THE EXERCISE:
Rewrite every line of the records below, requests included, and scale each point coordinate in the answers by 2.3, rounding to the nearest whole number with halves going up. Omit the pictures.

DATA TO PROCESS:

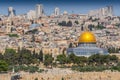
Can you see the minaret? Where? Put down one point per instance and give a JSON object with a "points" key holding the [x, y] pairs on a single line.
{"points": [[8, 26]]}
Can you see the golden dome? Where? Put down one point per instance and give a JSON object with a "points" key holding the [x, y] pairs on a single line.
{"points": [[87, 37]]}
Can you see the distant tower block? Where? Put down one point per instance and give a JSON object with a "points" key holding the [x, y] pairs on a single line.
{"points": [[57, 11], [11, 12], [39, 10]]}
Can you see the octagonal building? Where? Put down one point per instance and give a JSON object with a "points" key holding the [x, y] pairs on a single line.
{"points": [[87, 46]]}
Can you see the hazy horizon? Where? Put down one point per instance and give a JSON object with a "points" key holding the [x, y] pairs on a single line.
{"points": [[72, 6]]}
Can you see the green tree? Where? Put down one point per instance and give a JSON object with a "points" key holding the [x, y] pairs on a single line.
{"points": [[69, 24], [76, 22], [3, 66], [48, 60], [40, 56]]}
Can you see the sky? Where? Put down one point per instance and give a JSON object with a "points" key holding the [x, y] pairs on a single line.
{"points": [[71, 6]]}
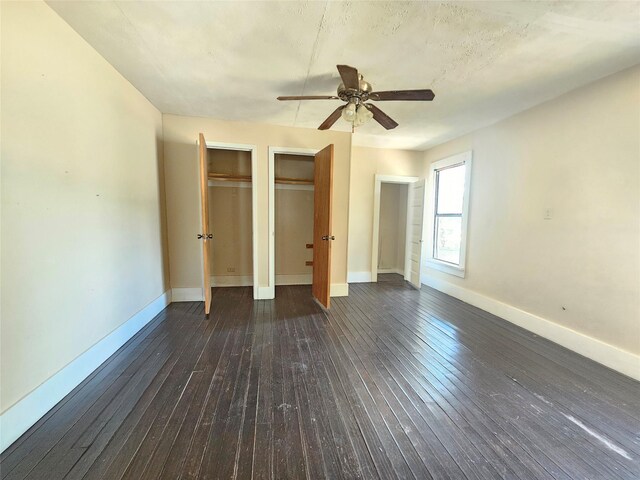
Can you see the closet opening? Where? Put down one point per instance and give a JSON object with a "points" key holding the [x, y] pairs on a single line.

REPLY:
Can you see the minaret? Where? Put down one point per instance and give a JSON object with a "points" key holding the [x, y] pairs on a single line.
{"points": [[18, 60]]}
Can you see the golden dome? Where? Put down one point per instance and give a JSON object with a "points" key holding the [x, y] pairs on a single line.
{"points": [[200, 85]]}
Can you see the distant tower block? Where? Put down one point per instance and give a JSON object with a "points" key holding the [x, y] pairs on a single line.
{"points": [[131, 25], [25, 28], [90, 23]]}
Can you see the octagonal building? Where? Put down one point per instance and give a JSON object with a "points" key holding the [x, y] pairs on a single line.
{"points": [[200, 106]]}
Can you see the hazy horizon? Where? Put down one point per instance and give a JSON object with a "points" key holding the [x, y] pairs on a single line.
{"points": [[166, 14]]}
Can you see the green tree? Where? Put down one point per instance and give a JSON object with a "points" key holding the [x, y] pairs on a single line.
{"points": [[159, 55], [175, 51], [7, 152], [110, 138], [92, 129]]}
Can you see the sky? Where? Put down one point per instance and give a JSON object with a "points" key holding the [x, y] pairs on a single line.
{"points": [[163, 14]]}
Can you see the closet opening? Where? Put down one point per instance and give a JSON object with a "points" key holding the [x, y] pairs on a single line.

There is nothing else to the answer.